## EXERCISE TASK 1
Give only the number of lines in the rows that contain the string "street". Case counts.

## SELECTED EXCERPT
— Start —

Sunday, April 27, 2014

San Jose Sharks' Playoff Demons Surfacing Again with Kings on the Comeback

The thing about ghosts or demons is that they don’t actually have to exist; you only need to believe in them for them to terrify you.


For the San Jose Sharks, two straight losses to the Los Angeles Kings in the first round of the 2014 NHL playoffs have made things about as scary as it gets right now.


Their stranglehold 3-0 lead is now a tentative advantage at best. Their confidence has to be shaken.


For some Sharks veterans, it may feel like history repeating itself. The curse continues, so to speak.


So good for so long in the regular season, the Sharks for the better part of a decade were the hockey-savvy pundits’ annual choice to represent the Western Conference in the Stanley Cup Final. That has led to years of disappointment, and many now look elsewhere for that prediction.



Those who jumped ship question the leadership of Patrick Marleau and Joe Thornton—the mainstays of the Sharks over all these successful seasons—and wonder why management hasn ’t moved on.


For three games in these 2014 NHL playoffs, those who this year foresaw a Cup final future for the Sharks were feeling pretty confident about the pick and the leadership group that remains.


But now?



Sure, it’s just two losses, and the Sharks still have the advantage of having to win just one of the next two games to eliminate the Kings.


However, doubt is deadly, and the Kings have planted a seed of it with a pair of lopsided scores—outscoring the Sharks 9-3 over the past 120 minutes of action.


Goaltender Antti Niemi has been pulled in both games and may not even start Monday’s Game 6.

— End —

## ENTRIES PROVIDED
— Start —

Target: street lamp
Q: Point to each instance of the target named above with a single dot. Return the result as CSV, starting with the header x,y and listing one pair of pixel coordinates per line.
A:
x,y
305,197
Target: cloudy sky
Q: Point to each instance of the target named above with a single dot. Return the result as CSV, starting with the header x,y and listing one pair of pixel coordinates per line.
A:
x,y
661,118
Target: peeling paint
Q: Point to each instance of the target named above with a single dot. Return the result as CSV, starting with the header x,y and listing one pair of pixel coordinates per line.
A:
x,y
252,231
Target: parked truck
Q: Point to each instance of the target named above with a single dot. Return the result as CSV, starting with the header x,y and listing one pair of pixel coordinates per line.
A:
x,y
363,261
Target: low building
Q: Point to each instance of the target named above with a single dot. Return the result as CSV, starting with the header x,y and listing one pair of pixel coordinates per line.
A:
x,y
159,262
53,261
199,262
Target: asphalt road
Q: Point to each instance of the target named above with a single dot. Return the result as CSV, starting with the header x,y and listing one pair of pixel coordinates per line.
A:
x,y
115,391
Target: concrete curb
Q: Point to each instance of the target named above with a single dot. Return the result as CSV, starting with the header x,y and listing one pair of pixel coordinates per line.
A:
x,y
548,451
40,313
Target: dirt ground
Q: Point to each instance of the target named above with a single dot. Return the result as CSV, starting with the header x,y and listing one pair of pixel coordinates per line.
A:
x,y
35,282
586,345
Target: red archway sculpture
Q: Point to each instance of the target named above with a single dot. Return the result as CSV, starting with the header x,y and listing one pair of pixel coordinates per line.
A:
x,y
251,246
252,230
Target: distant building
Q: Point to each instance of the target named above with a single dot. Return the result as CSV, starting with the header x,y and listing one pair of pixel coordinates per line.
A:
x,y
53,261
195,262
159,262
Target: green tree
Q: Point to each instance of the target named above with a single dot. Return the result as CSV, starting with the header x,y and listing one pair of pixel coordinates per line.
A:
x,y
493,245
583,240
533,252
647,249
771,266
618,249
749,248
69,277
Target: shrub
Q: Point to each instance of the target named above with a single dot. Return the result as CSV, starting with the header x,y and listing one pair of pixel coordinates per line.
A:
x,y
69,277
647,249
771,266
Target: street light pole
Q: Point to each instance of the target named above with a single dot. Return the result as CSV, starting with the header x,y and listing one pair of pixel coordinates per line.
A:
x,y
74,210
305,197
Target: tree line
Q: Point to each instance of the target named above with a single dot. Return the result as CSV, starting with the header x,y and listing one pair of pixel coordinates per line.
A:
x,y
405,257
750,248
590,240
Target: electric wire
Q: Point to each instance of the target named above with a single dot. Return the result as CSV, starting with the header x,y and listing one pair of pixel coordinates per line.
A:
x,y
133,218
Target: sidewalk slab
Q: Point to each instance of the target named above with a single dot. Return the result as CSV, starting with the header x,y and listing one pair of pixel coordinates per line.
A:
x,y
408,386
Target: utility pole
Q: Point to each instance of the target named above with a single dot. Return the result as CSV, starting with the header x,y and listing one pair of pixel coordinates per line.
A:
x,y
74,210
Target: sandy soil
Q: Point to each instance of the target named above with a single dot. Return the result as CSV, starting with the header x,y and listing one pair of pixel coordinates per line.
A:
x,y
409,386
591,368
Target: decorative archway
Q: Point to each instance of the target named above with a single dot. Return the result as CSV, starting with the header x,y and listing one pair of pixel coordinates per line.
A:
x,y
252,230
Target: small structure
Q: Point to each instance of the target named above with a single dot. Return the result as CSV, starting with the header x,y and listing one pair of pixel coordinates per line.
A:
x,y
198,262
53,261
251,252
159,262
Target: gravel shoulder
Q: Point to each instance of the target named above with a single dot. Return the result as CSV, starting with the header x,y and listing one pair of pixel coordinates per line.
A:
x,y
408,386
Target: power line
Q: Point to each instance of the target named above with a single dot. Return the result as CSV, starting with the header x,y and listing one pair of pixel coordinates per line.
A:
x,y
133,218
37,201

— End —

## EXERCISE TASK 2
For each statement below, say yes or no to whether it agrees with the post on the Sharks and Kings playoff series, and quote word for word the words of the post that decide it.
(a) The Sharks had held a 3-0 lead over the Kings.
(b) The Sharks outscored the Kings 9-3 over the past 120 minutes of action.
(c) Antti Niemi is certain to start Monday's Game 6.

## TASK RESPONSE 1
2

## TASK RESPONSE 2
(a) Yes: "Their stranglehold 3-0 lead is now a tentative advantage at best."
(b) No: "the Kings have planted a seed of it with a pair of lopsided scores—outscoring the Sharks 9-3 over the past 120 minutes of action."
(c) No: "Goaltender Antti Niemi has been pulled in both games and may not even start Monday’s Game 6."